#### Set task:
From the lines below, keep each one that contains the word "cloud", and copy those lines out. Match the case.

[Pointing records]
'''

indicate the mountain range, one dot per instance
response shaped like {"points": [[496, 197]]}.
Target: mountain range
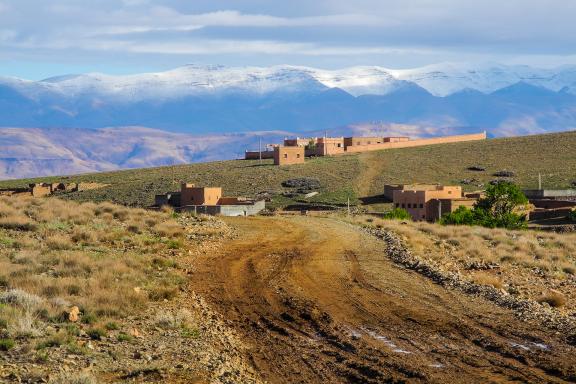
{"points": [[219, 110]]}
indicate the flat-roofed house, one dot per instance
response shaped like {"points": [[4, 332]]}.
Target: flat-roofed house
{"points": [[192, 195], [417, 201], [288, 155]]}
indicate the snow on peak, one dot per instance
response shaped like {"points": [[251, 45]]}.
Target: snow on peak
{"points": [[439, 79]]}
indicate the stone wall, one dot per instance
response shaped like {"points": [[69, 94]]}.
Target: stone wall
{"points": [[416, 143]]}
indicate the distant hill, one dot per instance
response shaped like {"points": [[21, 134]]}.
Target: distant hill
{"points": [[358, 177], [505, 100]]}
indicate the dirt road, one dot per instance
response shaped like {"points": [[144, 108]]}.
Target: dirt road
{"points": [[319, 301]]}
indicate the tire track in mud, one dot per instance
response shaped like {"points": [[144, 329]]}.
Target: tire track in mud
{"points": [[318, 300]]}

'''
'''

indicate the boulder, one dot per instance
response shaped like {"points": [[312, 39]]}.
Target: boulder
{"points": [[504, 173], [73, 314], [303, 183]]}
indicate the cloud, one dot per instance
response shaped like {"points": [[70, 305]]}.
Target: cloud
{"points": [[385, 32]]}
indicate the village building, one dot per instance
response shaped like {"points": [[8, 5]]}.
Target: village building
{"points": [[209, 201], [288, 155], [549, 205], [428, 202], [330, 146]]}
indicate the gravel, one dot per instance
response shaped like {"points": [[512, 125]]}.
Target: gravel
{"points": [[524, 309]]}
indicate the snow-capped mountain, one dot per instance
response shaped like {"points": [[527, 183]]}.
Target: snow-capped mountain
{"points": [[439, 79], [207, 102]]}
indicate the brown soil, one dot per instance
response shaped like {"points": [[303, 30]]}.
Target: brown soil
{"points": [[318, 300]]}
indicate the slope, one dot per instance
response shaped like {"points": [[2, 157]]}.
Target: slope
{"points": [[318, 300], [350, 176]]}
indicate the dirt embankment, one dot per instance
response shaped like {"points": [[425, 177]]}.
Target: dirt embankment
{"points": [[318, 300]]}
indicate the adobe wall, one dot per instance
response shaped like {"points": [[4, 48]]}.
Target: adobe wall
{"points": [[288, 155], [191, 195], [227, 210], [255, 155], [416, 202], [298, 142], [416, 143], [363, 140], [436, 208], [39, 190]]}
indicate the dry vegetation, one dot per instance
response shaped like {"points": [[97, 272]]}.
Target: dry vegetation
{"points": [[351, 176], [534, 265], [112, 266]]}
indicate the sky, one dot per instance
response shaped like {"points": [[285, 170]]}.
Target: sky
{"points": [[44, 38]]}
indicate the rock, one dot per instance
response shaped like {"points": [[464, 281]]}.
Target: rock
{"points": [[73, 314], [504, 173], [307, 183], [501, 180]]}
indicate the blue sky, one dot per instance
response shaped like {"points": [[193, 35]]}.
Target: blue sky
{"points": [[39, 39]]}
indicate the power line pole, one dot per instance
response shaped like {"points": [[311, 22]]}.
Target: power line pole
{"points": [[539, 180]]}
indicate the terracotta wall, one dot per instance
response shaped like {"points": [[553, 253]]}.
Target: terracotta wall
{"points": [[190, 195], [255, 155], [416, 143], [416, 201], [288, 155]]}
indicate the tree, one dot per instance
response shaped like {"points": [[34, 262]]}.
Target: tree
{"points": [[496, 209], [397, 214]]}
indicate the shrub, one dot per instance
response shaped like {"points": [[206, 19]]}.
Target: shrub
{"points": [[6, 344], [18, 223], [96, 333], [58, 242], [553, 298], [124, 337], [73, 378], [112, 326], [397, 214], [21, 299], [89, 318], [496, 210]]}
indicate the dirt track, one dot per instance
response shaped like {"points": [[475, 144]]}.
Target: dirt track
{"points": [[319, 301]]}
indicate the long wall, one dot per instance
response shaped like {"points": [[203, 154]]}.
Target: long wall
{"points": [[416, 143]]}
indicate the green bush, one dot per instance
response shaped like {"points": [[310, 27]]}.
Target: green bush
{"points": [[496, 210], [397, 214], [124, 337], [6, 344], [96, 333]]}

'''

#### Expected answer:
indicate the cloud, one dot per instance
Target: cloud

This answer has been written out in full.